» **Study text**:
■ ■ ■ ■ ■ ■ ■
Editor’s letter: from the desk of The Weekly’s Kim Doherty
When my daughter was born, her great-grandmother sent her a little card, welcoming her to the family. A thoughtful if unremarkable gesture, you might think, until you know the backstory: that this incredible 85-year-old hadn’t yet met my daughter, hadn’t met me and was fully aware that my daughter had been conceived via IVF when my now husband – who was working overseas as a foreign correspondent – was approximately 10,000 kilometres away. Even for our generation, that takes a fair bit of getting your brain around and I had people of all ages scratching their heads. Yet Mama never faltered. She opened her arms and welcomed us to the family with unconditional love, a fact for which I will always be grateful. As my husband says, at her age, you’ve probably worked out what matters in life and she knows by now that family comes in all shapes and sizes.
It’s a sentiment that has stayed with me as I’ve watched friends create their modern families, in all sorts of ways. One of my friends has four siblings who were adopted after their parents died in a car crash. Another has fostered more than 20 children from disadvantaged backgrounds. Yet another has beautiful twins thanks to a selfless egg donor. One of my daughter’s little friends was carried by her biological aunt, who acted as a surrogate for her mum, who was born without a uterus. An act of sisterly love which created a little miracle in our playgroup.
The World Health Organisation – which considers having a family to be a human right – lists infertility as the third most serious health condition facing the planet in the 21st century, behind cancer and cardiovascular disease.
As many as 48.5 million couples worldwide – including one in six Australian couples – have been classed as infertile. For those of us fortunate enough to live in countries where it’s available, those heartbreaking statistics are offset by a burgeoning fertility industry which is changing lives and moving fast, too fast for many – and certainly the law – to keep up.
Few people know the challenges and complexities of it better than our cover star, Sally Obermeder and her husband, Marcus, who had their first daughter, Annabelle, thanks to IVF (amid a breast cancer diagnosis), and their second, Elyssa, just before Christmas, thanks to an overseas surrogate (see page 42).
And while we, as a society, have to work out how to navigate the implications of this incredible new science, those of us who have had the opportunity of a family thanks to the magic of medical research – like
Sally and I – are left to count our blessings. When the ethical questions, social dilemmas and sheer science of it all starts to mess with my head, as I suspect it does with so many Australian women, I find comfort in hugging my beloved daughter and remembering Mama’s kindness and wisdom.
I hope your family – whatever size or shape it takes – brings you joy this month, too.
■ ■ ■ ■ ■ ■ ■
» **Assigned task**: From the editor's letter, reproduce word for word the passage that begins with the words containing "The World Health" and ends with "and cardiovascular disease.".
■ ■ ■ ■ ■ ■ ■
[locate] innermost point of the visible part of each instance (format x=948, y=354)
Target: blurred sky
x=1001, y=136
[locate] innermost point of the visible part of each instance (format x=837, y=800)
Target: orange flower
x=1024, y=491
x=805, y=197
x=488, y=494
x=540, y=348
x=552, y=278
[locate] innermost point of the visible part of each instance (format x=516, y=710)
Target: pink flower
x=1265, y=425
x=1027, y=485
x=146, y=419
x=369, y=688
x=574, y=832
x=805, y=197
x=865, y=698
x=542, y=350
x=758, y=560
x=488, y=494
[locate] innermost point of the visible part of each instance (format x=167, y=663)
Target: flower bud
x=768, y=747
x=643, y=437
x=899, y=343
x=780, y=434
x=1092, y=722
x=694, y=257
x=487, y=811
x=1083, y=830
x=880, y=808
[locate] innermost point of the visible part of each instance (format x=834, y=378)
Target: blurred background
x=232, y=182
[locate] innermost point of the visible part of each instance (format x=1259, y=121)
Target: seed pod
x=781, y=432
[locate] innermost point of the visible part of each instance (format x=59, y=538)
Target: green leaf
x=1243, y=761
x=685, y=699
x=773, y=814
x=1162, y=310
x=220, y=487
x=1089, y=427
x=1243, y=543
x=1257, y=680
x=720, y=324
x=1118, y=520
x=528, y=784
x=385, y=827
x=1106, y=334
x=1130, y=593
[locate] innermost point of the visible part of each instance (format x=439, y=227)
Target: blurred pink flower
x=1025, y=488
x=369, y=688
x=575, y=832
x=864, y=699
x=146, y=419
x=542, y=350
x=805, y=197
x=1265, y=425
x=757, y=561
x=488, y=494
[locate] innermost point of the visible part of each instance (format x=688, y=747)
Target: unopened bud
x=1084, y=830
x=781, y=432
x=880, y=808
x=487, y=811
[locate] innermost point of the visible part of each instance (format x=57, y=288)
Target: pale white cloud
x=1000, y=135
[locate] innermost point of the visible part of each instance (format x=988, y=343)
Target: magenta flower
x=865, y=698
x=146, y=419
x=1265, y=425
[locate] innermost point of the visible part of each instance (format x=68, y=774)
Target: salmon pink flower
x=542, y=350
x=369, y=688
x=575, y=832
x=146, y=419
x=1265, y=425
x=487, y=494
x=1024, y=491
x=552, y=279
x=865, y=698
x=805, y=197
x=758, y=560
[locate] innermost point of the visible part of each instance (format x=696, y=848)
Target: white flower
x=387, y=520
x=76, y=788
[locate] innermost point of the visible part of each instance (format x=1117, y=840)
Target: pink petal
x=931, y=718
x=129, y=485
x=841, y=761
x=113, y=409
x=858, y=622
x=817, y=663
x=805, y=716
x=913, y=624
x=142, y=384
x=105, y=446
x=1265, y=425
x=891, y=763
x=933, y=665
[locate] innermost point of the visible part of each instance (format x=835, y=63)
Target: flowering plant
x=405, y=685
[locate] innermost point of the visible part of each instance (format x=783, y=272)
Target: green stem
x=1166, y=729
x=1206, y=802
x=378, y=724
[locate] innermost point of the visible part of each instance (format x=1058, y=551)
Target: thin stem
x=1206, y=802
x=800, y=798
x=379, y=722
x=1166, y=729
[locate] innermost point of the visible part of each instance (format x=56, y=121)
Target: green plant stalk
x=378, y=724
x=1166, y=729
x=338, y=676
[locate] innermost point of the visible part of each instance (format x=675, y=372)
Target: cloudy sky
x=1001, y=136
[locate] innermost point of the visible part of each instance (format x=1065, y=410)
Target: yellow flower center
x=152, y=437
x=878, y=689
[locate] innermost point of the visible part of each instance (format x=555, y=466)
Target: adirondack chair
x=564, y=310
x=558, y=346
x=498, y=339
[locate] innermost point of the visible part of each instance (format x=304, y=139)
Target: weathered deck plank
■ ■ ■ ■ ■ ■ ■
» **Task answer**:
The World Health Organisation – which considers having a family to be a human right – lists infertility as the third most serious health condition facing the planet in the 21st century, behind cancer and cardiovascular disease.